Supplied text:
--*--

So your mother took you on a boat to America and you arrived at Ellis Island:
M.C.: Yes, we lived with her brother in Pennsylvania. He sent the money to Italy for the trip. He actually had to send it twice because the first time the money never arrived. So he sent money again for the boat tickets, and then I think in a period of a week and a half, I was on the boat.

Where did you live?
M.C.: Not far from Philadelphia, in a Quaker area full of Chinese, Blacks, and Jewish people. What they set up was a commune, a series of families that bought a large farm together. My uncle belonged to that commune and we went to live there with him.

Like any other kid, you went to school, but without knowing a word of English:
M.C.: I did go to school the very next day after I arrived in America. I could not calculate or read. I had had no schooling up to that. The pupils were actually studying about Holland. The teacher gave me enormous rolls of paper and asked me to make a mural. So I painted large murals about Holland. That is what I spent the first month doing, as well as learning the language.

Did you lose all of your Italian?

--*--

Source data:

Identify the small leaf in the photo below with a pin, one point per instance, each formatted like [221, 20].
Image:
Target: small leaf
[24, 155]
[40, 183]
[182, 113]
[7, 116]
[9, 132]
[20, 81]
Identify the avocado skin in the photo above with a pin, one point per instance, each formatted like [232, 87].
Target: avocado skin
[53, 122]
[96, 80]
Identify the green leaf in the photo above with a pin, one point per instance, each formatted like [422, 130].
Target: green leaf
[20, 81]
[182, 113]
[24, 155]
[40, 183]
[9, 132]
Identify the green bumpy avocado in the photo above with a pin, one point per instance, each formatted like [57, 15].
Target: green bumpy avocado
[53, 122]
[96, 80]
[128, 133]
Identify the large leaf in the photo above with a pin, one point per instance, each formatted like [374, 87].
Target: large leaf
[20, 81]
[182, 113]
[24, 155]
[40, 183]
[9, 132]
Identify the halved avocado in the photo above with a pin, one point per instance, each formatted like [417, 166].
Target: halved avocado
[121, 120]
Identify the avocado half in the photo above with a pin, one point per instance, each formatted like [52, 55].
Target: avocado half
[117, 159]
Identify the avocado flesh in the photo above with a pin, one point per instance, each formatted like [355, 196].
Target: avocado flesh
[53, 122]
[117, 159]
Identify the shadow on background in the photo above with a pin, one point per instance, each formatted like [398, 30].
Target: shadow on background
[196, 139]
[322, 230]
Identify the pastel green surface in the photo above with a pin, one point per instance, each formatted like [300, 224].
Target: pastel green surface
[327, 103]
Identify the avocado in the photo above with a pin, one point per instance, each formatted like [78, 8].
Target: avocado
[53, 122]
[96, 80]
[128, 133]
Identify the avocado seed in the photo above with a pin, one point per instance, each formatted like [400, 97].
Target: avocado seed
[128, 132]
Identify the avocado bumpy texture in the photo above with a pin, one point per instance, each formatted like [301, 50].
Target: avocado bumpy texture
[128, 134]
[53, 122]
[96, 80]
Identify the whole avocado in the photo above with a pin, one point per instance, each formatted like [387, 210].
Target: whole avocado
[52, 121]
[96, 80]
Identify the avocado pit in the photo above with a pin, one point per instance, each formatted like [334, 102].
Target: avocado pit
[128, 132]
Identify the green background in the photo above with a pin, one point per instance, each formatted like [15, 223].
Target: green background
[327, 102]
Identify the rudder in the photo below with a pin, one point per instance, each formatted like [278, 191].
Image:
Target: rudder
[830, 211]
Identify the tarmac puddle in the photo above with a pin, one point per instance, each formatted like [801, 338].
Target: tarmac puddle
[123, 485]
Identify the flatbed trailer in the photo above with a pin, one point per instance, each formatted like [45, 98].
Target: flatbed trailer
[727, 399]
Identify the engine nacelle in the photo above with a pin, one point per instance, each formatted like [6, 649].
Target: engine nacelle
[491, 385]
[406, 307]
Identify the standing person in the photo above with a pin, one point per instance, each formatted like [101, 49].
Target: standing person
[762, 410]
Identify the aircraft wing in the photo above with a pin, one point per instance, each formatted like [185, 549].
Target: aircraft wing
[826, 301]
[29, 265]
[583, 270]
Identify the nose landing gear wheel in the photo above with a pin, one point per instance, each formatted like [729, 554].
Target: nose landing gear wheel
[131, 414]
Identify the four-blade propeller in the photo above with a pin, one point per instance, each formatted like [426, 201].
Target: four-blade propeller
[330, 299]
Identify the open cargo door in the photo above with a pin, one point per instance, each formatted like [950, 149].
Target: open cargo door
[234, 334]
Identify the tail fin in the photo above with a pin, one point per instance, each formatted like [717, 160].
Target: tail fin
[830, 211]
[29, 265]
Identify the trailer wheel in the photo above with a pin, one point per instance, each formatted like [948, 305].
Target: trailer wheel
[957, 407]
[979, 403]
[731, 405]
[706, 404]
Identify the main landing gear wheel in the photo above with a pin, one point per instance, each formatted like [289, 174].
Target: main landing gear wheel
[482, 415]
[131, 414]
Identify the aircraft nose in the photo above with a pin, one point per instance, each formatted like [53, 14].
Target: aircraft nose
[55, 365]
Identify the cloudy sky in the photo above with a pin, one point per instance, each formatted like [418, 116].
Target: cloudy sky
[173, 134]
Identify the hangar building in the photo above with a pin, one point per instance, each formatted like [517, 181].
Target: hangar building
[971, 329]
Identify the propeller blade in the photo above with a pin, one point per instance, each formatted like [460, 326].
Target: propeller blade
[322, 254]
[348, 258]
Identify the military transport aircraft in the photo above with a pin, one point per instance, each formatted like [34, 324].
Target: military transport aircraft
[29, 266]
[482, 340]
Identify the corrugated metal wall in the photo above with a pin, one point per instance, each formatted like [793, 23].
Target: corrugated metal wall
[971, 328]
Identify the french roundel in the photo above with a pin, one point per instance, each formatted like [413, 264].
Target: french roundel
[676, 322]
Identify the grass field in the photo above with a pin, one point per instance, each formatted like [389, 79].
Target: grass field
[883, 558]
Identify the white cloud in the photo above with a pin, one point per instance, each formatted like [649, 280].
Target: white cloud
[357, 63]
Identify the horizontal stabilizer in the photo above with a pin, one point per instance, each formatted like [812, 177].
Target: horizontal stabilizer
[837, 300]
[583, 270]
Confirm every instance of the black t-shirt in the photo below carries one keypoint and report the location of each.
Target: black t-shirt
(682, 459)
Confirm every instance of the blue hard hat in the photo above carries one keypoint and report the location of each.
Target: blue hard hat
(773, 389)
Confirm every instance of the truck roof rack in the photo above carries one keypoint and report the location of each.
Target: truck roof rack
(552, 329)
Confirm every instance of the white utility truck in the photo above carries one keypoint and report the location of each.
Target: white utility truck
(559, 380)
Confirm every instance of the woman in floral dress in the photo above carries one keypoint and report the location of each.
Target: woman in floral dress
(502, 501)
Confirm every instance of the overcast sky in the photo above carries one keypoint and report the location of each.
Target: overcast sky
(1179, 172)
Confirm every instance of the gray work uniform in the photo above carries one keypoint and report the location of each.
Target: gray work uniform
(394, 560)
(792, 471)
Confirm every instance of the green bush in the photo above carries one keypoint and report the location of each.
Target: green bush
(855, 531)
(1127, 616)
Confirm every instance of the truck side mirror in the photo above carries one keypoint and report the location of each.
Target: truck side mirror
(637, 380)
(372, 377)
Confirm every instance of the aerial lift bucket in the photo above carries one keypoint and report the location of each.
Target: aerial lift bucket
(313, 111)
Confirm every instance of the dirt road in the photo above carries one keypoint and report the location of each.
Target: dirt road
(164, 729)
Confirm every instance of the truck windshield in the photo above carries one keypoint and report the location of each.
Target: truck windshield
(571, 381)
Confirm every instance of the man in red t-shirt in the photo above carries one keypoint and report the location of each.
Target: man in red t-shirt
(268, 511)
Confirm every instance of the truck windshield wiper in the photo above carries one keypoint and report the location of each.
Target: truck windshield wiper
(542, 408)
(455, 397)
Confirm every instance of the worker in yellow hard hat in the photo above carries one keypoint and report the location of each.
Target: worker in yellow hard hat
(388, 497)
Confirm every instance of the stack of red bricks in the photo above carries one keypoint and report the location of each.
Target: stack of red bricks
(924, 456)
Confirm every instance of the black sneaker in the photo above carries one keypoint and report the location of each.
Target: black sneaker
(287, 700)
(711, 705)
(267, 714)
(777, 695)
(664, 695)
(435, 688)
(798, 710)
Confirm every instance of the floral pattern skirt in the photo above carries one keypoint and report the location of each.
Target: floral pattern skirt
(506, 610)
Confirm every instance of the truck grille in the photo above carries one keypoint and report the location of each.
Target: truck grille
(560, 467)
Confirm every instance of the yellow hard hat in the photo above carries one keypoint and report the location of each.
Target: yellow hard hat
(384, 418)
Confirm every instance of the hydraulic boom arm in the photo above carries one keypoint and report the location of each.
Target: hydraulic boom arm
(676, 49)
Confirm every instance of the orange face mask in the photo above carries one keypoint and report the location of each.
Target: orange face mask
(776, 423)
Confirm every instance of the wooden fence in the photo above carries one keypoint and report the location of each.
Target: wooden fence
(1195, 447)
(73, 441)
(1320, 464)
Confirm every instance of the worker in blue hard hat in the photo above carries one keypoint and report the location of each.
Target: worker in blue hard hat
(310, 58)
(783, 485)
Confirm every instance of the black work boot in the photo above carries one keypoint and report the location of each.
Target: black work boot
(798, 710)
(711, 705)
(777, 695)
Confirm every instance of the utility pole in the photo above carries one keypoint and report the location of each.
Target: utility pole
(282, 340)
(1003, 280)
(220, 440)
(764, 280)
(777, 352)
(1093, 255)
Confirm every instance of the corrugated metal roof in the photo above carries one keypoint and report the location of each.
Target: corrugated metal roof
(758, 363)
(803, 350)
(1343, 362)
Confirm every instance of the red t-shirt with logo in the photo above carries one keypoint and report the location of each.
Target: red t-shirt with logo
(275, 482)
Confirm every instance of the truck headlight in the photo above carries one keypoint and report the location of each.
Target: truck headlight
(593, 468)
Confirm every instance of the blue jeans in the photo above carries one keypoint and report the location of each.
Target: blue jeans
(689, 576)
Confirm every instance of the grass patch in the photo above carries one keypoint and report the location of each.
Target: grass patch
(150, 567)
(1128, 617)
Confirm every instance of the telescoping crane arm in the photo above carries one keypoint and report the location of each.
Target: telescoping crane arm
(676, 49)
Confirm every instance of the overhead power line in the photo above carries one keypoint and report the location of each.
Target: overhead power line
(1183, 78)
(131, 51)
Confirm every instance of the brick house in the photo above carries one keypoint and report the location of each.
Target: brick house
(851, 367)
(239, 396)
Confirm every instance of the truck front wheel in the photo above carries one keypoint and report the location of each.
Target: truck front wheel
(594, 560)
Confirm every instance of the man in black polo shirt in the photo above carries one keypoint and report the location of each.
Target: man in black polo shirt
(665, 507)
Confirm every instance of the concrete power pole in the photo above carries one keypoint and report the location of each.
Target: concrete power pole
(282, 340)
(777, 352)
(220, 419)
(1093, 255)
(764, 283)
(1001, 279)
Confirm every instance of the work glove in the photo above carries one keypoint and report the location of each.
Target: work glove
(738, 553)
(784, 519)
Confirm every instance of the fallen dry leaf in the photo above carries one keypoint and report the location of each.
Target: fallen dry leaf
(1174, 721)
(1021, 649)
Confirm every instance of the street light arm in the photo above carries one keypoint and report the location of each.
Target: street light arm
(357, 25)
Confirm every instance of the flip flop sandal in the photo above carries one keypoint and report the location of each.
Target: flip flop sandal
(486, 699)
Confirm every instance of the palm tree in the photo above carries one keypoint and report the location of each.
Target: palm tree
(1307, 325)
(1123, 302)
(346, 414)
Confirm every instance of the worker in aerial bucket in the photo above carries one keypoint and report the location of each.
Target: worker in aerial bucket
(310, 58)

--*--

Tasks and exercises:
(1) According to the interview, why did the uncle have to send the money for the trip twice?
(2) Please rewrite the portion of the interview starting at "So your mother" and ending at "on the boat.", changing "boat" to "ship".

Results for each task:
(1) He had to send it a second time because the first money he sent to Italy never arrived.

(2)
So your mother took you on a ship to America and you arrived at Ellis Island:
M.C.: Yes, we lived with her brother in Pennsylvania. He sent the money to Italy for the trip. He actually had to send it twice because the first time the money never arrived. So he sent money again for the ship tickets, and then I think in a period of a week and a half, I was on the ship.